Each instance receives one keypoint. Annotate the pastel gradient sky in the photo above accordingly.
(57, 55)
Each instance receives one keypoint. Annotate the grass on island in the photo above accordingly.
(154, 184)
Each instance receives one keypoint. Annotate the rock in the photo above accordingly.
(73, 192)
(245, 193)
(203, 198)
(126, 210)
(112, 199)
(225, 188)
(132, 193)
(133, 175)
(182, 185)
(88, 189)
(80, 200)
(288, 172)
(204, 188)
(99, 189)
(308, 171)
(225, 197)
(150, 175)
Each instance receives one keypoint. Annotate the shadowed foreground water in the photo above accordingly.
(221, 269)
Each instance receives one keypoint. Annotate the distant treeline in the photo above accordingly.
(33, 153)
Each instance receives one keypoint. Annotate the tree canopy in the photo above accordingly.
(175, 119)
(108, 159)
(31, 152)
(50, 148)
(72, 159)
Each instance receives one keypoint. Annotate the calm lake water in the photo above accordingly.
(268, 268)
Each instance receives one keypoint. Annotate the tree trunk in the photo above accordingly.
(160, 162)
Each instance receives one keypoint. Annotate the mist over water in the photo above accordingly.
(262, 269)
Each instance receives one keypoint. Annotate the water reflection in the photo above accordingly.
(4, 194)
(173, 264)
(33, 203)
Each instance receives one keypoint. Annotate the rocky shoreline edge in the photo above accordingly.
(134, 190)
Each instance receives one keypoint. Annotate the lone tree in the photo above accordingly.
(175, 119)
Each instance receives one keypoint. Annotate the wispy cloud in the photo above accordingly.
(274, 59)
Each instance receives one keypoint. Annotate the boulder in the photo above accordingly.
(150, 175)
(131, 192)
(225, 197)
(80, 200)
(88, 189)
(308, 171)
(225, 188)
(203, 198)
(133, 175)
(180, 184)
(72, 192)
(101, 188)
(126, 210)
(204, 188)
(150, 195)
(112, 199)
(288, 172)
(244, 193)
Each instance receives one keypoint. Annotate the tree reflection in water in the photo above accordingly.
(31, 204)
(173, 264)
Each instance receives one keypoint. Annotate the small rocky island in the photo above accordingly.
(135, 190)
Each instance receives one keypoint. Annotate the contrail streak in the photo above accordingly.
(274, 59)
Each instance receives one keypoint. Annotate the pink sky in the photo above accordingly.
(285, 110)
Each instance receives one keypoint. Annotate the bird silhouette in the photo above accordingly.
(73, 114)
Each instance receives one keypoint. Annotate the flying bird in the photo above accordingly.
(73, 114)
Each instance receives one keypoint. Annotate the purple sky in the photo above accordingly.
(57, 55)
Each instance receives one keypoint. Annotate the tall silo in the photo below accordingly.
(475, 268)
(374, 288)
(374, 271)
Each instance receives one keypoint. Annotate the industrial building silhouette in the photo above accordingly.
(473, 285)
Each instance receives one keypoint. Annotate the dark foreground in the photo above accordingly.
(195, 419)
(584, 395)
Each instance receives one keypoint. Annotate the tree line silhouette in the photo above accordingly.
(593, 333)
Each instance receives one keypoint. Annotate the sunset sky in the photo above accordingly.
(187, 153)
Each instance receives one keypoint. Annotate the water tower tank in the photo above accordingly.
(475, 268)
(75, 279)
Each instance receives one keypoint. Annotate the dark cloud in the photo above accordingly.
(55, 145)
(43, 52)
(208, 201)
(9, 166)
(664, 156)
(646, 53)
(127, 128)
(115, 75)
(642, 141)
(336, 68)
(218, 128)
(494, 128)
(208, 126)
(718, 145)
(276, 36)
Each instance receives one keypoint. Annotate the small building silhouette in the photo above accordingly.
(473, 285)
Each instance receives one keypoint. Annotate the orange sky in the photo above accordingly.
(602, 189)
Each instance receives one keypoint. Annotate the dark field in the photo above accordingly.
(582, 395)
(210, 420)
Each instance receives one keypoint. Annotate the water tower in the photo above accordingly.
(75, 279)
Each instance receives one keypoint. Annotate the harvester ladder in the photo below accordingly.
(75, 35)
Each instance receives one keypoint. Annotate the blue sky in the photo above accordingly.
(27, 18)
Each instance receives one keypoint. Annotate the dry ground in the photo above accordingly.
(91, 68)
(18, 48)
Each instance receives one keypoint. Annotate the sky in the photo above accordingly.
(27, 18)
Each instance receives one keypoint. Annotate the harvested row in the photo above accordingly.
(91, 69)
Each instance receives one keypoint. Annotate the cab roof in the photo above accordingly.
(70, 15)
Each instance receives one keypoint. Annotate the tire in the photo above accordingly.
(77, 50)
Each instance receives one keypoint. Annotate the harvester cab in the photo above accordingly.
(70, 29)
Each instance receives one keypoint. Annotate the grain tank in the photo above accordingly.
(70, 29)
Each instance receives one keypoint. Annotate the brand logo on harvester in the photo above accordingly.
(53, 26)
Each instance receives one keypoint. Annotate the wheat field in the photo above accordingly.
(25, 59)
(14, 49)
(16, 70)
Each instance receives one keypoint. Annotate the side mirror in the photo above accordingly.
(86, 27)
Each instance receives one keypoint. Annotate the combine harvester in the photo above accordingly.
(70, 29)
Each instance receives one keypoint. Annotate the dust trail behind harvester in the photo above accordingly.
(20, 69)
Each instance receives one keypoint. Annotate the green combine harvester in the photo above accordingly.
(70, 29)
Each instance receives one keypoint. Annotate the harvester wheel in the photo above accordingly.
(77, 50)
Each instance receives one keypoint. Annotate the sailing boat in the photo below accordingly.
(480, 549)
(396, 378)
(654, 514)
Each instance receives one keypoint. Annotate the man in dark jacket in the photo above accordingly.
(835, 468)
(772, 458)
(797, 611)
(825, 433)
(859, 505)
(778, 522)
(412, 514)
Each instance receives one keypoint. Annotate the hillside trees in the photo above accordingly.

------------------------------

Task to complete — Once you have read the listing, retype it in full, word for word.

Response box —
Each instance receives one keypoint. Annotate the pastel gradient sky in the photo above accordingly.
(57, 55)
Each instance receives one keypoint. Annotate the grass on island in the photo above accordingly.
(154, 184)
Each instance receives one keypoint. Annotate the rock in the photo above accordingly.
(73, 192)
(245, 193)
(203, 198)
(126, 210)
(112, 199)
(225, 188)
(132, 193)
(133, 175)
(182, 185)
(88, 189)
(80, 200)
(288, 172)
(204, 188)
(99, 189)
(308, 171)
(225, 197)
(150, 175)
Each instance receives one keypoint. Annotate the shadowed foreground water in the photo above accordingly.
(221, 269)
Each instance receives one keypoint. Annotate the distant treeline in the photo above accordingly.
(33, 153)
Each instance receives one keypoint. Annotate the tree canopy in the photo above accordingly.
(175, 119)
(108, 159)
(31, 152)
(50, 148)
(72, 159)
Each instance receives one keypoint. Annotate the calm lake water in the photo above accordingly.
(268, 268)
Each instance receives one keypoint. Annotate the tree trunk in the photo above accordingly.
(160, 162)
Each instance receives one keypoint. Annotate the mist over water in the photo above accordingly.
(262, 269)
Each instance receives one keypoint. Annotate the water reflection in the photo above accordingly.
(4, 194)
(173, 264)
(33, 203)
Each instance receives one keypoint. Annotate the rocky shoreline edge in the photo above accordingly.
(134, 190)
Each instance receives one keypoint. Annotate the lone tree in the photo above accordingly.
(175, 119)
Each instance receives one keypoint. Annotate the wispy cloud in the photo above accordingly.
(274, 59)
Each instance receives one keypoint. Annotate the boulder in the photo above accordingly.
(150, 175)
(131, 192)
(225, 197)
(80, 200)
(88, 189)
(308, 171)
(225, 188)
(203, 198)
(133, 175)
(180, 184)
(72, 192)
(101, 188)
(126, 210)
(204, 188)
(150, 195)
(112, 199)
(288, 172)
(244, 193)
Each instance receives one keypoint. Annotate the tree reflection in water in the photo above accordingly.
(31, 204)
(173, 264)
Each instance receives one keypoint. Annotate the small rocky island in the photo above accordingly.
(135, 190)
Each instance receives one keypoint. Annotate the contrail streak in the photo above accordingly.
(274, 59)
Each instance receives one keypoint. Annotate the pink sky in the photo above accordingly.
(285, 110)
Each instance receives one keypoint. Annotate the bird silhouette in the photo above accordingly.
(73, 114)
Each instance receives one keypoint. Annotate the flying bird in the photo above accordingly.
(73, 114)
Each instance receives one keypoint. Annotate the purple sky in the photo above accordingly.
(57, 55)
Each instance receives one keypoint. Annotate the tall silo in the photo below accordingly.
(475, 268)
(374, 288)
(374, 271)
Each instance receives one keypoint. Annotate the industrial building silhouette in the photo above accordingly.
(473, 285)
Each instance receives one keypoint. Annotate the dark foreground in the photo above accordingly.
(195, 419)
(584, 395)
Each instance receives one keypoint. Annotate the tree line silhouette in the photo above accordingly.
(593, 333)
Each instance receives one keypoint. Annotate the sunset sky in the photo above accordingly.
(187, 153)
Each instance receives one keypoint. Annotate the water tower tank in the photo above accordingly.
(475, 268)
(75, 279)
Each instance receives one keypoint. Annotate the dark cloud in the photo above accordingly.
(55, 145)
(43, 52)
(208, 201)
(9, 166)
(664, 156)
(646, 53)
(127, 128)
(115, 75)
(642, 141)
(336, 68)
(218, 128)
(494, 128)
(208, 126)
(718, 145)
(276, 36)
Each instance receives one keypoint. Annotate the small building silhouette in the photo above accordingly.
(473, 285)
Each instance receives one keypoint. Annotate the orange sky in the photo above accordingly.
(602, 189)
Each instance receives one keypoint. Annotate the dark field in the photo above accordingly.
(582, 395)
(210, 420)
Each instance receives one keypoint. Annotate the water tower in the photo above accordingly.
(75, 279)
Each instance receives one keypoint. Annotate the harvester ladder in the photo below accordingly.
(75, 35)
Each instance receives one keypoint. Annotate the blue sky in the photo above accordingly.
(27, 18)
Each instance receives one keypoint. Annotate the dry ground in the photo above accordingly.
(91, 68)
(18, 48)
Each instance receives one keypoint. Annotate the sky in the photo above accordingly.
(27, 18)
Each instance receives one keypoint. Annotate the harvested row in the photo above accordingly.
(91, 69)
Each instance receives one keypoint. Annotate the cab roof in the photo above accordingly.
(70, 15)
Each instance receives one keypoint. Annotate the tire in the photo above accordingly.
(77, 50)
Each instance receives one keypoint. Annotate the harvester cab in the photo above accordingly.
(70, 29)
Each instance receives one keypoint. Annotate the grain tank in the photo above accordingly.
(70, 29)
Each instance receives one keypoint. Annotate the brand logo on harvester in the photo above accordingly.
(53, 26)
Each instance receives one keypoint. Annotate the wheat field in the photo above accordingly.
(25, 59)
(14, 49)
(16, 70)
Each instance receives one keypoint. Annotate the side mirror in the photo above accordingly.
(86, 27)
Each instance receives one keypoint. Annotate the combine harvester in the photo above accordingly.
(70, 29)
Each instance receives one keypoint. Annotate the dust trail behind harvester in the photo above accordingly.
(20, 69)
Each instance receives one keypoint. Annotate the green combine harvester in the photo above accordingly.
(70, 29)
Each instance receives one keypoint. Annotate the harvester wheel in the photo above accordingly.
(77, 50)
Each instance receives one keypoint. Annotate the sailing boat in the photo below accordingly.
(480, 549)
(396, 378)
(654, 514)
Each instance receives one keypoint. Annotate the man in dark jacket in the photo above accordingly.
(835, 468)
(772, 458)
(797, 611)
(825, 433)
(859, 505)
(778, 522)
(412, 514)
Each instance receives one keypoint. Annotate the hillside trees in the photo above accordingly.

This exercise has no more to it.